DATA IN THIS EXERCISE START

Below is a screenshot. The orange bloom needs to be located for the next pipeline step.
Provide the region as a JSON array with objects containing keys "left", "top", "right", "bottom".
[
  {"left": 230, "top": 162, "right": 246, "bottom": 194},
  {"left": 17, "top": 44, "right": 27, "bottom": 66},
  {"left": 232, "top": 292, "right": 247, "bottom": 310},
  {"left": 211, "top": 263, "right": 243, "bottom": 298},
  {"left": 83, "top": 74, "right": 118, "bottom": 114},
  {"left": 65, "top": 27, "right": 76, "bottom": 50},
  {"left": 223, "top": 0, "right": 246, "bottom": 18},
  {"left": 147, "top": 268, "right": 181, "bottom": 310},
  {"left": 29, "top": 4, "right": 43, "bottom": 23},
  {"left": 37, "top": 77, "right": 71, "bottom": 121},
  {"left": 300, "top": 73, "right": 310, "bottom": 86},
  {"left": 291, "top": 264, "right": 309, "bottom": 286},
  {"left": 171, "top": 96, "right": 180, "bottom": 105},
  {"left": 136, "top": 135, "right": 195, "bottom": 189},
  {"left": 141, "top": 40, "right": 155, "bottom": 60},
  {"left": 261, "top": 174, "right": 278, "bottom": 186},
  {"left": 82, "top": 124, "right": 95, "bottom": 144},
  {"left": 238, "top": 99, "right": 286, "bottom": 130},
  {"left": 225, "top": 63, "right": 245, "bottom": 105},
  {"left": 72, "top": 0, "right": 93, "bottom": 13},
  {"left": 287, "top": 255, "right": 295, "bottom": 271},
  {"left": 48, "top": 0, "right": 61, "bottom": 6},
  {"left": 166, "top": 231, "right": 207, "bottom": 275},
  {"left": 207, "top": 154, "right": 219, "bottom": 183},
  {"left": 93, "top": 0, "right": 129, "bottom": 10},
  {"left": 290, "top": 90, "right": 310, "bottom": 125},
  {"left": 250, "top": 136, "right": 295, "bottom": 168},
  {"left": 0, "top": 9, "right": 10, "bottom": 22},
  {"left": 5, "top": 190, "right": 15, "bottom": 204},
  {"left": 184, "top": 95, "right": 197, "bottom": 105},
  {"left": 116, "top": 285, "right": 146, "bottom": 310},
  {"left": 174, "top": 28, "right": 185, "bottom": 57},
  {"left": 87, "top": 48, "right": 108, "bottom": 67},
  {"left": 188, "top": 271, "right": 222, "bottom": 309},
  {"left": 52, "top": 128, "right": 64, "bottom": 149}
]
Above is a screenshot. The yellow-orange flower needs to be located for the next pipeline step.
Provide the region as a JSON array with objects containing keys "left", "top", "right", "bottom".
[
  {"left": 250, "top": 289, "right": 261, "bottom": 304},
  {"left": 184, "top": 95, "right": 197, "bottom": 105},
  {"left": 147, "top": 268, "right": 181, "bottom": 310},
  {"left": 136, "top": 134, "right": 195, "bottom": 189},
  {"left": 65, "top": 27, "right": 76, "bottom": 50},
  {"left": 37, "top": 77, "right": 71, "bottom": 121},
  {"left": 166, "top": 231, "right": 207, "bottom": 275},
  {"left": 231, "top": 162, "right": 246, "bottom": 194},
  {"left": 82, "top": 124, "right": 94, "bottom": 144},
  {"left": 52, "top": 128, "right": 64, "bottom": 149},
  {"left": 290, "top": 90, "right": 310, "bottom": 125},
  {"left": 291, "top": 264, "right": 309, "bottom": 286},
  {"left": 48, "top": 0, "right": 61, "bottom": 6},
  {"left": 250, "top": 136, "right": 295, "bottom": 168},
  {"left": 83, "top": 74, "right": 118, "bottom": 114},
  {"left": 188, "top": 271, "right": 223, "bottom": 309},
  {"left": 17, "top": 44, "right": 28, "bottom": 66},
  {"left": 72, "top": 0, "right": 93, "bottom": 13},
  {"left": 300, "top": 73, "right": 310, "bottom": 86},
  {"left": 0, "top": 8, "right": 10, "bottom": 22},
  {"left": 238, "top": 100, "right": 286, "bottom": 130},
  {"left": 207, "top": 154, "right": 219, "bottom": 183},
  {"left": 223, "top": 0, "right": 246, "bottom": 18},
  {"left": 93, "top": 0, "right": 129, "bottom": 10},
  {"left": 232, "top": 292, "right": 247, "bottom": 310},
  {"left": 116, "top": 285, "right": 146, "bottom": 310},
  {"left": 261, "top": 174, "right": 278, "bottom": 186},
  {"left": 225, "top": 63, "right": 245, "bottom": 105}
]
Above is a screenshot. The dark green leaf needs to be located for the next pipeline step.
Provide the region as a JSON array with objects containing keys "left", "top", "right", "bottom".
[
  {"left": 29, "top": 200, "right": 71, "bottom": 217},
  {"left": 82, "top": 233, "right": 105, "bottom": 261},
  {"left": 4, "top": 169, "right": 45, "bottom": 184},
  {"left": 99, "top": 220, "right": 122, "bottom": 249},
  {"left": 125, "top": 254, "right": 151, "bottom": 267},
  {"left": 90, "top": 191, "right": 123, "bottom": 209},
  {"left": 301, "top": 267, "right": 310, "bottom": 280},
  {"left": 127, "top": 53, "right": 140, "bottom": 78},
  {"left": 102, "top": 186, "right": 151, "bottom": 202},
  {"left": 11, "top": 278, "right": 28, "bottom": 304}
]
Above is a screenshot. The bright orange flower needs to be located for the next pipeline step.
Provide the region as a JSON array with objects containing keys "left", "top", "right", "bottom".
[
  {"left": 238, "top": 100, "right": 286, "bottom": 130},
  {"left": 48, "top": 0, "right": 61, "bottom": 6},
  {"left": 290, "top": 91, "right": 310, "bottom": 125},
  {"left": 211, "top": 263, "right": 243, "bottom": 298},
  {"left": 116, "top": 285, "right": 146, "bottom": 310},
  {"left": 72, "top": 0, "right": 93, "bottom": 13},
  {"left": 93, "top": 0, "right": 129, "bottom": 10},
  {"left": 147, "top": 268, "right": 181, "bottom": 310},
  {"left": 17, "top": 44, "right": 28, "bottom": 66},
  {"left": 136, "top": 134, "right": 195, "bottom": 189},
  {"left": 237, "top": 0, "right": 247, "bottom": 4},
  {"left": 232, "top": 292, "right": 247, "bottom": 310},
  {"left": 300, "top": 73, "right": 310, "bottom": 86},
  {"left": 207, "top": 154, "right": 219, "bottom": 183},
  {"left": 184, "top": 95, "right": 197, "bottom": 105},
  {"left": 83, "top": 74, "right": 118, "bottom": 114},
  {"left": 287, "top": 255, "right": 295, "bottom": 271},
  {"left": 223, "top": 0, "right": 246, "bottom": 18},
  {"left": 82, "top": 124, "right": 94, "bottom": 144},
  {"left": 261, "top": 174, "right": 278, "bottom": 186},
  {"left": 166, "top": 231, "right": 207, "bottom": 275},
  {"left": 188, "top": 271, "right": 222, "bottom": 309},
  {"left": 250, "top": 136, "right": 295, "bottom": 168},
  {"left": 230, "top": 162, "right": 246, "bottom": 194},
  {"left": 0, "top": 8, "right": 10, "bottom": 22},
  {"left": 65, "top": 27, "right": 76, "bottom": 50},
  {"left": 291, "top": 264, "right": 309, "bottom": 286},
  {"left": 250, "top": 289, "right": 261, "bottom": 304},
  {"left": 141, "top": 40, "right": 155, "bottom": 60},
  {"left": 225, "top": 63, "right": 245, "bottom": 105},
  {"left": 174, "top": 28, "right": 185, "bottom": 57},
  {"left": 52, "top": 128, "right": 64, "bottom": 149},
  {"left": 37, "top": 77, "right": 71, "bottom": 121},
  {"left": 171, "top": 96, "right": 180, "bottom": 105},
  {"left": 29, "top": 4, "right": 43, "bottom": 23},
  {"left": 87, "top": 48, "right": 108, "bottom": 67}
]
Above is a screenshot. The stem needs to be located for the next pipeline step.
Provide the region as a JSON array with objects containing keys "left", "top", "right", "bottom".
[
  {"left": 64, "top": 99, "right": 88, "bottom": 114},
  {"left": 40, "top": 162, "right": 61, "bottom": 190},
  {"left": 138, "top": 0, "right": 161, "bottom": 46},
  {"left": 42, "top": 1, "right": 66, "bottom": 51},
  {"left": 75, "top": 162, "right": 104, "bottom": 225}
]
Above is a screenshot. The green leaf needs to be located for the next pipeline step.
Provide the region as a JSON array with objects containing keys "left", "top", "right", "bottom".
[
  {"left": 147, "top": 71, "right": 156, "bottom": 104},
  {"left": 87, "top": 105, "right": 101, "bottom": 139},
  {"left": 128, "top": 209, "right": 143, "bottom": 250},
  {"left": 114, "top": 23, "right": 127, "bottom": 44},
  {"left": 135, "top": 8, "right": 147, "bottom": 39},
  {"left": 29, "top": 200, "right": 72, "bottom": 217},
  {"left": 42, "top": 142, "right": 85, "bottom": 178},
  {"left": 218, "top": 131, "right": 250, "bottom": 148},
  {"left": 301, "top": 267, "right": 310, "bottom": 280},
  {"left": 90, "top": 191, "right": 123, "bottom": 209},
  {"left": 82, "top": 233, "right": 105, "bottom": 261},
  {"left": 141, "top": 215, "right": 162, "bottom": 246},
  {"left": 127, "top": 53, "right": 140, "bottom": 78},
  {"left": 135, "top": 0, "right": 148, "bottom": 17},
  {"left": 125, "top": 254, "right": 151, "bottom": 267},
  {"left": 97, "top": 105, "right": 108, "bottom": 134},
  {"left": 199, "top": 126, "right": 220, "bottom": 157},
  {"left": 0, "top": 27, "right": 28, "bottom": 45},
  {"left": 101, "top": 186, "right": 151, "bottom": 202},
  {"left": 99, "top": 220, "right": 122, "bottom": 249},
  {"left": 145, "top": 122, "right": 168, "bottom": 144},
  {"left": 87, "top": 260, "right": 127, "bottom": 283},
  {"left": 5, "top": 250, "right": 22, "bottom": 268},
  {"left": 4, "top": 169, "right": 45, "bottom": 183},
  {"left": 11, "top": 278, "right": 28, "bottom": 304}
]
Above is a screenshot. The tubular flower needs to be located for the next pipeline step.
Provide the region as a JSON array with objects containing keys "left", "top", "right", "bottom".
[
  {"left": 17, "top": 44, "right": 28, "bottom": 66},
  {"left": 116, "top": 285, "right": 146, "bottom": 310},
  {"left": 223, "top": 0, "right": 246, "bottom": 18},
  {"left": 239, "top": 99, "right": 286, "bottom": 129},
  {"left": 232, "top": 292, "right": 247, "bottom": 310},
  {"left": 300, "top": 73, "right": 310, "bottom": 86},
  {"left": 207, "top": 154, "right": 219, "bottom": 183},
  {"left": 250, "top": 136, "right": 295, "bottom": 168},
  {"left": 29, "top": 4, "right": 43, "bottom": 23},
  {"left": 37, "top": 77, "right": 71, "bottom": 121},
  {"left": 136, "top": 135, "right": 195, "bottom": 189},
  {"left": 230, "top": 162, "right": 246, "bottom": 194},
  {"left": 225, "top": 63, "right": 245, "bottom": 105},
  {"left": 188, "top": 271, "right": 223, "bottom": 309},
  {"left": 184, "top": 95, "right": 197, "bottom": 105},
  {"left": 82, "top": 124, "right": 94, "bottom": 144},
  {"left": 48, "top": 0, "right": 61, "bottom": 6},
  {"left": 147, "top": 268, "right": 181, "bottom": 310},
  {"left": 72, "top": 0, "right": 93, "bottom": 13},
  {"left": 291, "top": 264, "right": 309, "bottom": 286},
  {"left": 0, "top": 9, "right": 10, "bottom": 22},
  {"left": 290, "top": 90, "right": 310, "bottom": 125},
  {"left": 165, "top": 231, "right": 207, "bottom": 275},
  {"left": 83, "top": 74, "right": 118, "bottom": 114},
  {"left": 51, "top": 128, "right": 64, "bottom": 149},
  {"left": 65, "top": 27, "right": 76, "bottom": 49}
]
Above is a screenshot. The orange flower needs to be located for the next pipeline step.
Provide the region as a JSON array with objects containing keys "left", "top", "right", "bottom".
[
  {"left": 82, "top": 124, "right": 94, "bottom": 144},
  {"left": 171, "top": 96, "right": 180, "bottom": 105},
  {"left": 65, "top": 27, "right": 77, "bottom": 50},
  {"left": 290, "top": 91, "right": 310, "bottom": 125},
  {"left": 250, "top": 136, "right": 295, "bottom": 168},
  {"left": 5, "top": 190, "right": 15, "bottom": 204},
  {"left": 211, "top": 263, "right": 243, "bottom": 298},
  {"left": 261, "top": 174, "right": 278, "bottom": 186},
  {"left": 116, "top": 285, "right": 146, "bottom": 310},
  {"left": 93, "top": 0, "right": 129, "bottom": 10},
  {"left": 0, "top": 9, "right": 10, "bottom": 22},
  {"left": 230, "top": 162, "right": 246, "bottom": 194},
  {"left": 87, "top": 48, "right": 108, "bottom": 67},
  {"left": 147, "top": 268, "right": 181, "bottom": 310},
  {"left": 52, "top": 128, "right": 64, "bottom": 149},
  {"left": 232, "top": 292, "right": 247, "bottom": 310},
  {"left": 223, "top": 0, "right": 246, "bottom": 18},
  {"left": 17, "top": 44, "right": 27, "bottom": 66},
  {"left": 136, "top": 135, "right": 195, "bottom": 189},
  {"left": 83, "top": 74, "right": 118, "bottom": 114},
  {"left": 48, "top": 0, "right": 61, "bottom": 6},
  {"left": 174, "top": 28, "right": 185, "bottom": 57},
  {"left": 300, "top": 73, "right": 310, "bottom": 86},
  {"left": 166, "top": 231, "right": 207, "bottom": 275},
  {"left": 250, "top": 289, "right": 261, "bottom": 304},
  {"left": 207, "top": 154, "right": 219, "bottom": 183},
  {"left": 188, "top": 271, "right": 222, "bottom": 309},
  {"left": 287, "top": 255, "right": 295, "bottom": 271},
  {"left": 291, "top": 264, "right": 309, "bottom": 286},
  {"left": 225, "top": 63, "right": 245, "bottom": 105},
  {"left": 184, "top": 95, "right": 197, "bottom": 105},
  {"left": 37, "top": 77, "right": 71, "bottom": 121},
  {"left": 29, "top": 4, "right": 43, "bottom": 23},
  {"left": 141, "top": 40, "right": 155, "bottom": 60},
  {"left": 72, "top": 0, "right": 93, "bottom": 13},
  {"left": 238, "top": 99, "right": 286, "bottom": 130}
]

DATA IN THIS EXERCISE END

Search the records above for "leaf" and copy every line that has it.

RESPONSE TO THE TASK:
Above is a screenshot. The dark green leaf needs to be located for the next pipeline step.
Above is a screenshot. The green leaf needs to be located for the next pipeline step.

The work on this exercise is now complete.